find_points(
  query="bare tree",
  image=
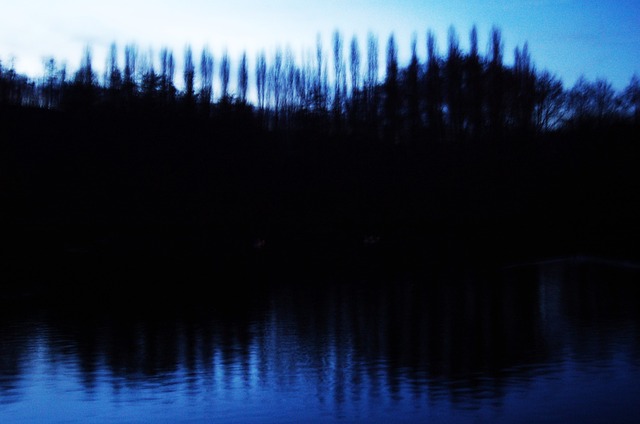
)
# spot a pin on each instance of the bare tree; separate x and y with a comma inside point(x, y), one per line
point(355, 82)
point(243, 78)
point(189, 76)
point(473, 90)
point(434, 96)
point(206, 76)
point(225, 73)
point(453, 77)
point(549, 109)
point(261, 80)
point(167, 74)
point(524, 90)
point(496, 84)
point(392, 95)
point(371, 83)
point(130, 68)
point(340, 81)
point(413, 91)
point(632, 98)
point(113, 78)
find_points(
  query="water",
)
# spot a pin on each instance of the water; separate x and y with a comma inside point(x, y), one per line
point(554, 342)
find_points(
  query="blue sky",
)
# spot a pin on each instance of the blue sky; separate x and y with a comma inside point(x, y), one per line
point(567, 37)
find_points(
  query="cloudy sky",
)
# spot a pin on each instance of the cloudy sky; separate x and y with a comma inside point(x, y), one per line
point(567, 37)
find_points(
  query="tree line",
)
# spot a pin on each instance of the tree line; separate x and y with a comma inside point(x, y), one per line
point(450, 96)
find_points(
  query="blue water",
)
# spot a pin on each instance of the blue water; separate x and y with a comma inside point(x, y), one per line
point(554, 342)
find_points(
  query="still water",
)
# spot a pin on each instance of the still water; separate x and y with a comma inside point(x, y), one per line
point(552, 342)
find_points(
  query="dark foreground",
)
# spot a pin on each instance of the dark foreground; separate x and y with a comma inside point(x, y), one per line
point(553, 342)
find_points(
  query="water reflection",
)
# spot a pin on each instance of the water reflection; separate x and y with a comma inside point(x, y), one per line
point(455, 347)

Task goal:
Reproduce each entry precisely. Leave the pictures out.

Solved problem:
find_points(
  query="bare tree",
  image=
)
# spot a pin on each instance of the bare tree; separate x and y with a comma inside point(x, y), one per line
point(355, 82)
point(243, 78)
point(189, 76)
point(473, 90)
point(434, 96)
point(206, 76)
point(225, 73)
point(453, 77)
point(549, 109)
point(261, 80)
point(167, 74)
point(524, 90)
point(496, 84)
point(392, 95)
point(371, 83)
point(130, 68)
point(340, 81)
point(413, 91)
point(632, 98)
point(113, 78)
find_points(
  query="water",
)
# spot a pin on each instance of the water; separate x and y with a comma inside point(x, y), one per line
point(554, 342)
find_points(
  query="blue sky",
)
# spot a pin on each instance of the blue sky; separate x and y with a comma inside point(x, y), one per line
point(567, 37)
find_points(
  query="cloudy sky",
)
# spot a pin on each instance of the cloudy sky; separate x and y with a comma inside point(x, y), one per line
point(567, 37)
find_points(
  query="tree line",
)
# spot a pin on each instance of the tree line; separate x and y with a comma inside point(x, y), one per line
point(450, 96)
find_points(
  query="blue water",
)
# spot a pin on each instance of the blue water; separate x and y with a comma inside point(x, y), one per line
point(554, 342)
find_points(
  query="still water",
)
# spot a pin on each instance of the still water; separate x and y with a comma inside point(x, y), one per line
point(552, 342)
find_points(
  query="dark foreground",
)
# spot a pin on each instance of the dark foreground; separate x and y with a comma inside point(x, y), one per line
point(553, 342)
find_points(
  query="water reflection",
)
# spot a pin on each instance of the water reflection; separate x and y with a comma inside point(x, y), one per line
point(455, 347)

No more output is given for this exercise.